[Stored entries]

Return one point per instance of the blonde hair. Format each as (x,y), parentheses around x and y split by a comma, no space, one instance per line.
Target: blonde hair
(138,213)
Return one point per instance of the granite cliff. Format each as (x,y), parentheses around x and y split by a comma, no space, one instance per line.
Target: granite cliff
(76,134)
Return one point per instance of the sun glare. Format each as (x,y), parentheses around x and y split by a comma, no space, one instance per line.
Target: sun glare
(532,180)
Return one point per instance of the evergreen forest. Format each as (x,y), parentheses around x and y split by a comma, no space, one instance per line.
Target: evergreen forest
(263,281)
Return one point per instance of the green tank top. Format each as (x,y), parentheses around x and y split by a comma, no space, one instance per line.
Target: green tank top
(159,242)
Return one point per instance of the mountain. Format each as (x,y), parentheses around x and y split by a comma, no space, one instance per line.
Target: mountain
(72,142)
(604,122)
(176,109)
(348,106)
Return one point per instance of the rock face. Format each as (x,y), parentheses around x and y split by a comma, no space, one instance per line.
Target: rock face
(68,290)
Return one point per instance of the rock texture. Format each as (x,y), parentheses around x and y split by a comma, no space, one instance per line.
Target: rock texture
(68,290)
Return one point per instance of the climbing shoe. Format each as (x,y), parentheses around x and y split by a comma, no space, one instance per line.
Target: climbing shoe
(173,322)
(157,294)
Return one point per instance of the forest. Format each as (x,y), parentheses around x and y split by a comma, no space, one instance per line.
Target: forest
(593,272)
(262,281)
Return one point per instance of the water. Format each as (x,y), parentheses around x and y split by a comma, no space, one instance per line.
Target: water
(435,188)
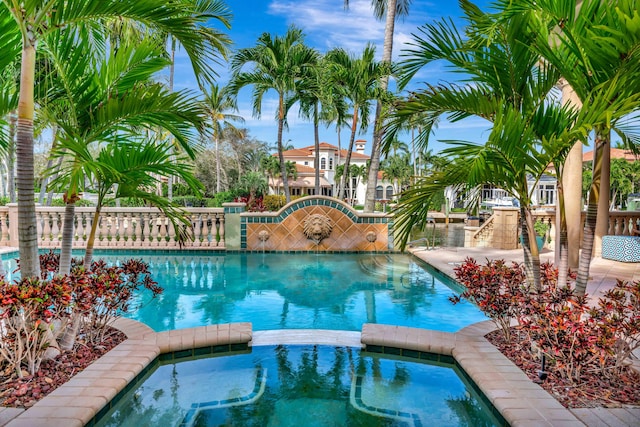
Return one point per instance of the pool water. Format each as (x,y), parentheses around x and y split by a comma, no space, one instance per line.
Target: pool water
(300,291)
(295,291)
(301,386)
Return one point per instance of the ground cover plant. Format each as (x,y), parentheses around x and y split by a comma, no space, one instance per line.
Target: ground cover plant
(586,349)
(53,326)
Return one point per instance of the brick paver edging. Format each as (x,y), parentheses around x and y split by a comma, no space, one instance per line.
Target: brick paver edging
(90,392)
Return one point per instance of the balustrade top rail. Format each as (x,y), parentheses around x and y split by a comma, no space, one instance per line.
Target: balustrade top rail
(119,227)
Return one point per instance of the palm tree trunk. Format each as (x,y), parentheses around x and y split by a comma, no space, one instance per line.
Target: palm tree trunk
(592,214)
(374,167)
(217,145)
(283,165)
(530,249)
(54,176)
(316,137)
(67,234)
(45,179)
(562,247)
(11,157)
(347,159)
(172,71)
(572,183)
(88,256)
(27,226)
(602,222)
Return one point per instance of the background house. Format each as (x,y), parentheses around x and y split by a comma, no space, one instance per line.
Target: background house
(330,158)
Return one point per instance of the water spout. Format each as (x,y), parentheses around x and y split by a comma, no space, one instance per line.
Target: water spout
(263,236)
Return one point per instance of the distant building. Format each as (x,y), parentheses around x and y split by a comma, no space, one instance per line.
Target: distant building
(330,158)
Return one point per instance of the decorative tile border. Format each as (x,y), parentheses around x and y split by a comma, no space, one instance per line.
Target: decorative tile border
(350,228)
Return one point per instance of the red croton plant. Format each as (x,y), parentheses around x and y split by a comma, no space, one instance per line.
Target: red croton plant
(574,337)
(35,313)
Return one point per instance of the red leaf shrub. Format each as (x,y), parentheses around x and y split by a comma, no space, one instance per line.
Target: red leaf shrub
(27,311)
(35,312)
(573,336)
(495,288)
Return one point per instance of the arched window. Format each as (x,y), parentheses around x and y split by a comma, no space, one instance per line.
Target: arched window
(379,193)
(389,192)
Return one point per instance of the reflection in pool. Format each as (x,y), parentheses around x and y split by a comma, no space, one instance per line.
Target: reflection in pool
(302,386)
(300,291)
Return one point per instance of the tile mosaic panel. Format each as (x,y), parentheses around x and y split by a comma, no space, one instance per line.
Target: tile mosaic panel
(285,229)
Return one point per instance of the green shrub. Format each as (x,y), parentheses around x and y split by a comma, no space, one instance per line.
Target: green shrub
(220,198)
(189,201)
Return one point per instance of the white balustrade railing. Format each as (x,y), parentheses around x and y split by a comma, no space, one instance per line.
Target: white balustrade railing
(120,228)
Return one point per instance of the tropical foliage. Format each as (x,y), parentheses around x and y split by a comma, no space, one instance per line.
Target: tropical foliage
(279,64)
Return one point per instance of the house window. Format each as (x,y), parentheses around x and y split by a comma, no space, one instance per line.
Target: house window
(379,195)
(546,194)
(389,192)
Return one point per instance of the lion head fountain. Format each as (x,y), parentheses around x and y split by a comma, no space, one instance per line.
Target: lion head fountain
(317,227)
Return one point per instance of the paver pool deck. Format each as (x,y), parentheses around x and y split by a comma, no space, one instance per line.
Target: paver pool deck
(520,401)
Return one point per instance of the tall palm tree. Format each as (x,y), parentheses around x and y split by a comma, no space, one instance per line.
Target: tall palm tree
(397,168)
(506,86)
(186,20)
(596,52)
(314,94)
(279,63)
(390,10)
(218,102)
(359,81)
(109,105)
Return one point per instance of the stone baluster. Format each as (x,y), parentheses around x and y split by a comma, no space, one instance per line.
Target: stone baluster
(4,228)
(208,223)
(171,233)
(195,222)
(136,228)
(84,228)
(56,228)
(102,228)
(145,229)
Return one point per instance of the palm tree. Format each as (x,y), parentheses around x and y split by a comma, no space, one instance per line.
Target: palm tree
(279,64)
(596,53)
(184,19)
(109,106)
(390,10)
(313,94)
(508,87)
(397,168)
(359,81)
(218,101)
(357,172)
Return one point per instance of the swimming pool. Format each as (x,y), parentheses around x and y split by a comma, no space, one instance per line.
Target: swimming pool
(302,386)
(339,291)
(300,291)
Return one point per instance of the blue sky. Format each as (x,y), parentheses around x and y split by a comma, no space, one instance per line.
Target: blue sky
(327,25)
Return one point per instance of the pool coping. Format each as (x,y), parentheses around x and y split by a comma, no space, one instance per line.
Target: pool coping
(520,401)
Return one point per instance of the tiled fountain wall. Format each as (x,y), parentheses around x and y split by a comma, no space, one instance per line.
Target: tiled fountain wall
(284,230)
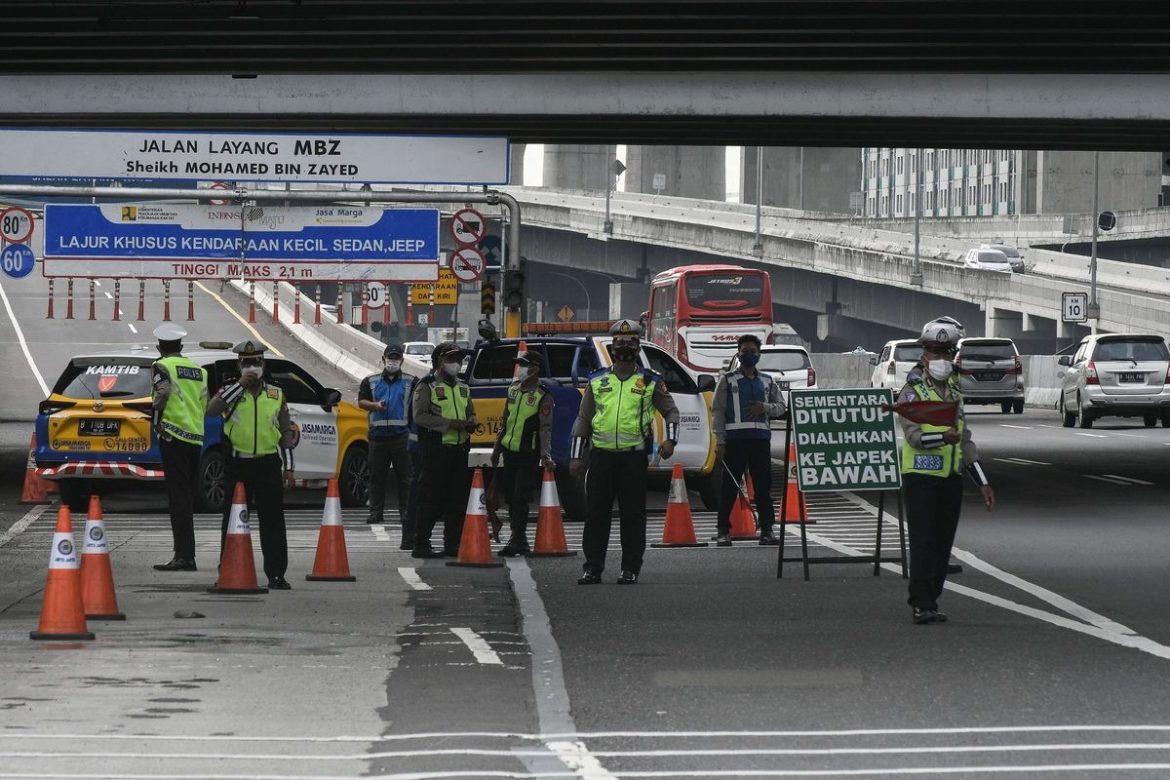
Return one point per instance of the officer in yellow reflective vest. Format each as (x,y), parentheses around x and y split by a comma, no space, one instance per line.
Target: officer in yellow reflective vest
(442,411)
(256,425)
(179,399)
(525,442)
(614,421)
(933,460)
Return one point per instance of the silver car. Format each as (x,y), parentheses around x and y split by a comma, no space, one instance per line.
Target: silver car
(990,371)
(1116,374)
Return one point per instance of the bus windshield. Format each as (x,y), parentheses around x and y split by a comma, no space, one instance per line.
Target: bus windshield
(724,291)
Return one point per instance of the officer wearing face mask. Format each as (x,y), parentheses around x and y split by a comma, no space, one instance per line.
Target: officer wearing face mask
(442,411)
(256,423)
(614,420)
(745,400)
(933,461)
(525,442)
(385,398)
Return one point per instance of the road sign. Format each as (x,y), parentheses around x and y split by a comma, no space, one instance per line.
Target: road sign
(1074,306)
(467,263)
(845,441)
(16,260)
(468,227)
(376,295)
(15,225)
(294,244)
(187,154)
(446,290)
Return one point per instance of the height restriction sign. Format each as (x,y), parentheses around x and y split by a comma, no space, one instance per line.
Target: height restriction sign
(468,227)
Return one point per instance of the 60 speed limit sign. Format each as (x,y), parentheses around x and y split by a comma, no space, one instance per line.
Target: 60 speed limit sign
(15,225)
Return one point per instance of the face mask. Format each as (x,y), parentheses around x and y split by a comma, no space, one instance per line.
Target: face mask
(940,368)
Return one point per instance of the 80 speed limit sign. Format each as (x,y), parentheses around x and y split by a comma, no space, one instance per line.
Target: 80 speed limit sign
(15,225)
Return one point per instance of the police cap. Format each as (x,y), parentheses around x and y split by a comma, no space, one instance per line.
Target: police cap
(249,349)
(626,328)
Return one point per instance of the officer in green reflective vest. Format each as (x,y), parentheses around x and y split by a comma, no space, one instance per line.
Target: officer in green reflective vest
(444,413)
(257,427)
(525,442)
(933,460)
(614,421)
(179,400)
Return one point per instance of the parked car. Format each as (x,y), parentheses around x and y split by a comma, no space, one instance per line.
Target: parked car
(1013,255)
(894,363)
(989,260)
(1119,375)
(990,371)
(96,425)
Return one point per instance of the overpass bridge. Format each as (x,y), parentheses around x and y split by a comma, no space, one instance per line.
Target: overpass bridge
(857,278)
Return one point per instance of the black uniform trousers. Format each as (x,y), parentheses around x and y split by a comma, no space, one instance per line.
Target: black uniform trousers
(442,494)
(619,475)
(933,506)
(180,463)
(385,454)
(521,476)
(754,455)
(265,487)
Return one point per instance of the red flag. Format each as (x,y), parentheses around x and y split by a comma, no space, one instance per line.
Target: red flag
(931,413)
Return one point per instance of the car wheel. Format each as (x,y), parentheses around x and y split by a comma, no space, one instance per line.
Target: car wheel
(212,481)
(353,481)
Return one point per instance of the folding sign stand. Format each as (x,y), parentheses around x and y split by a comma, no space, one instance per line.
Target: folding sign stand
(805,559)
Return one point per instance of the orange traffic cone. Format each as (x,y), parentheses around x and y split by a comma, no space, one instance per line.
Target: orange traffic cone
(96,575)
(475,546)
(62,614)
(238,570)
(793,499)
(35,490)
(550,526)
(331,564)
(680,527)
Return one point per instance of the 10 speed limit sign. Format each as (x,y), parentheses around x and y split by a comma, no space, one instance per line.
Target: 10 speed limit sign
(15,225)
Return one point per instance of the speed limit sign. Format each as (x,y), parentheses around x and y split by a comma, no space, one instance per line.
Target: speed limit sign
(15,225)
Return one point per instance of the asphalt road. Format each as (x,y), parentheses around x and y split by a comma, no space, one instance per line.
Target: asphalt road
(1052,665)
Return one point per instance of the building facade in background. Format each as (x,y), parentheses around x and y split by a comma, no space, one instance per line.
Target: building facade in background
(997,183)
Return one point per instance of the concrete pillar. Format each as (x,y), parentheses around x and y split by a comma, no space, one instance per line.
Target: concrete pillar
(577,166)
(806,178)
(688,171)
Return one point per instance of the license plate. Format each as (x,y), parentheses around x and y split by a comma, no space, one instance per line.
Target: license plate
(100,427)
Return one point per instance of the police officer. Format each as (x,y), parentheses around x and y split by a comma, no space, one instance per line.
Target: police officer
(525,441)
(385,398)
(744,401)
(445,415)
(256,425)
(614,420)
(933,457)
(179,399)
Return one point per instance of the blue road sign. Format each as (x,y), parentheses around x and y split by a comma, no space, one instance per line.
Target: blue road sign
(301,243)
(16,260)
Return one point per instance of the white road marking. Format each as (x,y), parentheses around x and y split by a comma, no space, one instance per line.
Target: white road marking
(19,526)
(477,646)
(412,578)
(23,344)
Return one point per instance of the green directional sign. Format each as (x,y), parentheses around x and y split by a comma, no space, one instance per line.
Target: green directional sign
(844,440)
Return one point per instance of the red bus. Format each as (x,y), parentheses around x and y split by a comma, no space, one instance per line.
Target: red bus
(697,312)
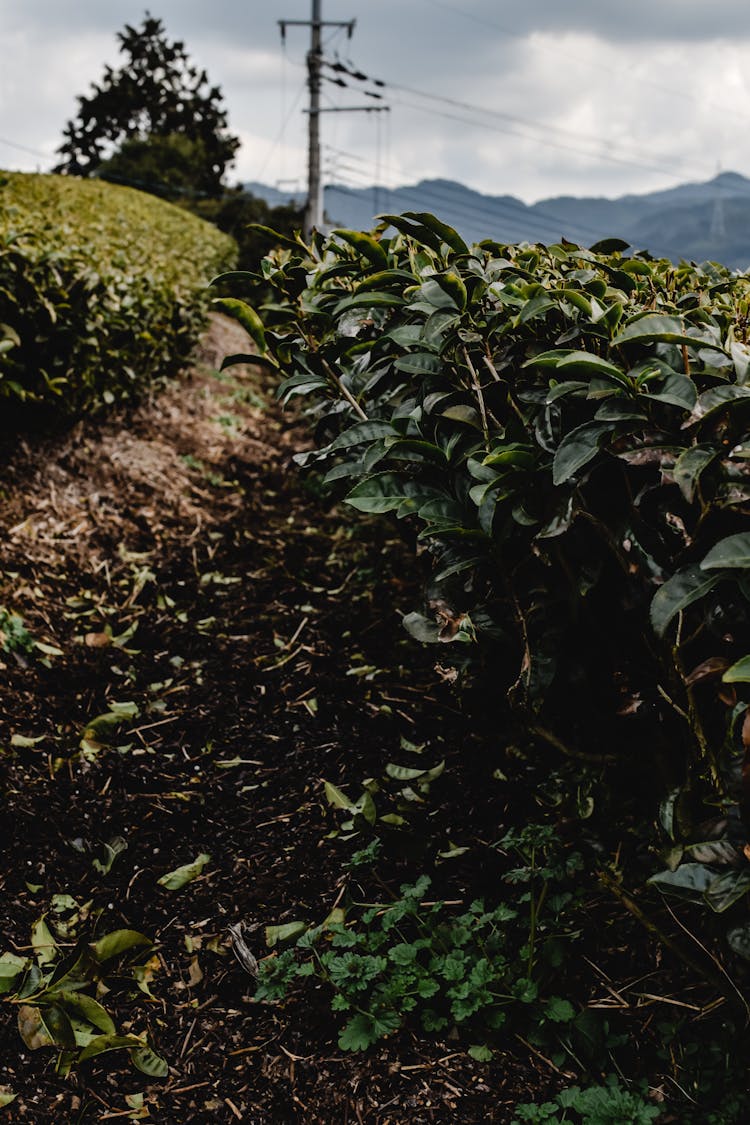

GIVEN EXERCISE: Copy each line in the material above that contains the string "plant", matching case exactly.

SOLUTION FOR THIS EXERCISE:
Return one point per instance of the ground cover plant. Format each as (x,y), parentheses around x and y split by a comma, no space, one instance per line.
Target: ground cover plant
Return one point per instance of the red croton plant. Format each as (x,y), parentheses around x and y split by a comma, no space, one instance per line.
Target: red croton plant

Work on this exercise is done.